◆ **Prompt**
This exercise needs the complete data reproduced exactly.

*** Opening Data under study ***

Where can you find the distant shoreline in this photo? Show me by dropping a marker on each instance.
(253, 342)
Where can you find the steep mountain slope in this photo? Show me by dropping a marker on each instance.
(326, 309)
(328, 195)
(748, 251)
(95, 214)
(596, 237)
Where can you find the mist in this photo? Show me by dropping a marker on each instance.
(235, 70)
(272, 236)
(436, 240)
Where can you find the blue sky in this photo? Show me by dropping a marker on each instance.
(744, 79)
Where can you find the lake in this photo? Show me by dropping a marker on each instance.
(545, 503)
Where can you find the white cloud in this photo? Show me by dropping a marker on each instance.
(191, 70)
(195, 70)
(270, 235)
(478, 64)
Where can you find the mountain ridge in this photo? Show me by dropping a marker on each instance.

*** Closing Data under study ***

◆ **Answer space**
Where can you find the distant shoreline in this photo? Show me by dropping a marker on each instance.
(253, 342)
Where can you find the steep mountain slope in this photo? Show me by dropping a marker on each instance.
(326, 309)
(328, 195)
(748, 251)
(95, 214)
(596, 237)
Where can you find the mist in this photo? Show me by dropping a marker on each instance.
(235, 70)
(272, 236)
(436, 240)
Where can you find the blue sky in this photo? Show me by dropping a marker on each instance.
(744, 79)
Where can you find the lake in this photo? Show me by dropping a marker on each instance.
(545, 503)
Where can you find the white cloud in this photo? Show me by dropping a marker on each instance.
(191, 70)
(195, 70)
(270, 235)
(478, 64)
Where can you find the mountain ridge in this photo? Show me by dropping a marker on each instance.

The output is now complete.